» Data rows
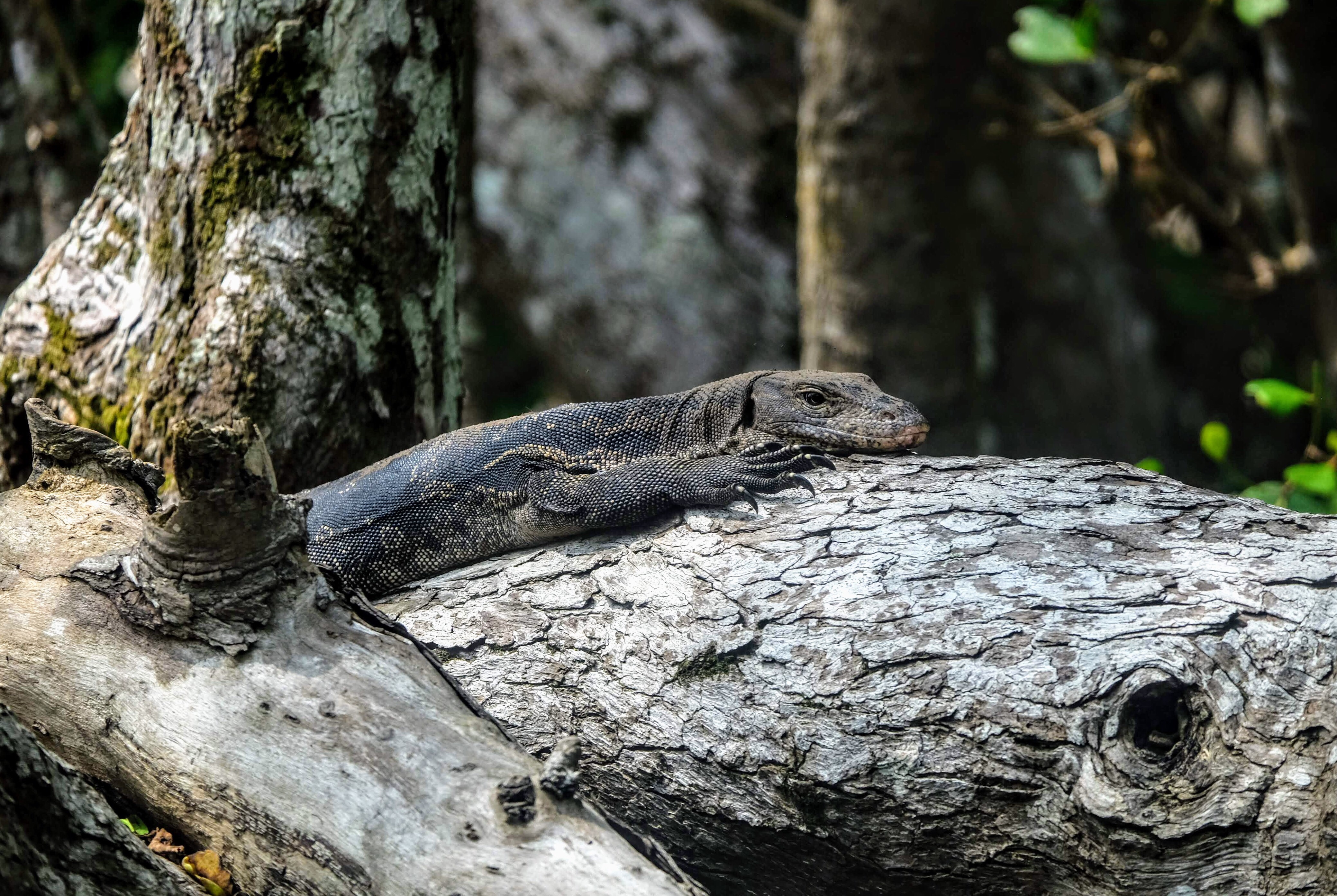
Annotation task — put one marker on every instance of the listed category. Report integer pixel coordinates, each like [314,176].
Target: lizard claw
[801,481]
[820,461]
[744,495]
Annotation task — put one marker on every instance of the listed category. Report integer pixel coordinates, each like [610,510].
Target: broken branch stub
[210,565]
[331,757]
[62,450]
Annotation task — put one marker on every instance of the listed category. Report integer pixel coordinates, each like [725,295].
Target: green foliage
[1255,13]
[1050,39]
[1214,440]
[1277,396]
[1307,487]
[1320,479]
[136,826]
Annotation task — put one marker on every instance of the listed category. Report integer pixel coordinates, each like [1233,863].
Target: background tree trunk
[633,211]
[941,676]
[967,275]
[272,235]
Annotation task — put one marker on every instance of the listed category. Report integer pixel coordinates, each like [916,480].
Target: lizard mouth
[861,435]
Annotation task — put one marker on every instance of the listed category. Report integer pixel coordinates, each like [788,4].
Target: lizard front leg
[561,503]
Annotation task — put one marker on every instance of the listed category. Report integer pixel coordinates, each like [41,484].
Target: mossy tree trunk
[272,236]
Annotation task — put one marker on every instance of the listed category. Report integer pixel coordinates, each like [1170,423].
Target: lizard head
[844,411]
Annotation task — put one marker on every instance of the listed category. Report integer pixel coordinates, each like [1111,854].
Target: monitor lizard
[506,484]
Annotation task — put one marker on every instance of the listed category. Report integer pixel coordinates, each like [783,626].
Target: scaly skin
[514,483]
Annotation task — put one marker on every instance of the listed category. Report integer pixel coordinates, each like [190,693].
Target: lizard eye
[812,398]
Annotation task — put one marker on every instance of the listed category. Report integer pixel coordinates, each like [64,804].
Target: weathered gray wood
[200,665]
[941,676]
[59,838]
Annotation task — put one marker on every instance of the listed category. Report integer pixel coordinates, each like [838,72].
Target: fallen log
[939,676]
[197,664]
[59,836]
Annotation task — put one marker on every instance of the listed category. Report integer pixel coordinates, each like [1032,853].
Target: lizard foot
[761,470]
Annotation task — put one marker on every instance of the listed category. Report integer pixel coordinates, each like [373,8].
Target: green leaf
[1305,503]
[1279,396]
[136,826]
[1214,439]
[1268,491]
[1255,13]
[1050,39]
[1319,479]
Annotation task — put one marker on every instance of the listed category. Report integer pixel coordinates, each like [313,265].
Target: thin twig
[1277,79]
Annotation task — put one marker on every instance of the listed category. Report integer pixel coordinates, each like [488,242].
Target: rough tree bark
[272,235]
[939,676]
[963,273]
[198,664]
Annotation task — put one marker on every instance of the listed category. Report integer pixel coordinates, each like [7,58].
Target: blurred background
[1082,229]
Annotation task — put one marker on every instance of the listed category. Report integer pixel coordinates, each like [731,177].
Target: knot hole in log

» Goal
Reproduce the material above in full, exactly, with no images.

» Problem solution
Annotation task — put one marker on every instance of the listed category. Report integer pixel coordinates, each like [314,176].
Target: lizard claw
[801,481]
[820,461]
[744,495]
Annotation task — put one marker on every instance of the listed category. Report integer pixel coordinates, each like [610,510].
Target: broken branch stub
[210,565]
[331,757]
[62,450]
Annotation task — put one marker on every instance of the listed category. Report integer pixel coordinates, each like [725,295].
Target: green foliage
[1255,13]
[1050,39]
[1214,440]
[1277,396]
[1307,487]
[1320,479]
[136,826]
Annotation task — put one marker on every instance of the listed category. Report integer pixel coordinates, each like [1233,863].
Target: background tree trunk
[633,211]
[941,676]
[967,275]
[272,235]
Annotation task — put one marker on every instance of the listed category. Report integer pixel coordinates, each like [916,480].
Target: lizard mouth
[861,435]
Annotation task — put one marker on every instance of the listed category. Report integer pixel coordinates, each like [788,4].
Target: lizard front leg
[561,503]
Annotation task — put one marker on every instance of the listed category. Report integer pixel coordinates, each like [41,484].
Target: mossy tree trunk
[272,236]
Annotation task — put one marker on every instance of the listed category. Report integer pixel coordinates, each like [1170,423].
Target: lizard head
[844,411]
Annotation task — put one marker on every instance of the listed category. Report integer pixel coordinates, each like [1111,854].
Target: monitor lizard
[506,484]
Annotation task — put one marker on every instance of the listed category. Report integer pixel coordinates, each like [783,626].
Target: scaly skin
[514,483]
Annotation task — put one marker on every instance of the listed category. Report integer pixel coordinates, each like [190,693].
Target: lizard eye
[812,398]
Annotation task — put one marker on every instance of the listed category. Report integer pixel coordinates, each like [64,804].
Target: weathered gray wood
[200,665]
[941,676]
[59,838]
Annotation task — put one marker on every instance of the listed category. Report integer pixel coordinates, each like [838,72].
Target: fallen log
[939,676]
[197,664]
[59,836]
Annotation task — put one marker on every instance of the listed category. Report integer pixel coordinates, each like [1032,853].
Target: lizard foot
[761,470]
Annotation task — put one marker on every instance of the listed category. Report integer pixel coordinates, each like [373,8].
Target: green leaf
[1305,503]
[1279,396]
[136,826]
[1214,439]
[1268,491]
[1255,13]
[1050,39]
[1319,479]
Annotation task — put one marker on every instance of the listed category. Report integer pixel coordinates, each like [313,265].
Target: thin twig
[1277,79]
Annotation task — put one marker on every instance of the listed category. Report integer pixel coordinates, each like [488,242].
Target: rough tree bark
[272,235]
[939,676]
[963,273]
[198,664]
Annotation task — put one marker on every instance of the listed category. Report integer pixel coordinates, each like [7,58].
Target: blurred background
[1082,229]
Annotation task — put one marker on every instance of the listed category. Report integer pixel coordinates, each like [731,177].
Target: knot hole in log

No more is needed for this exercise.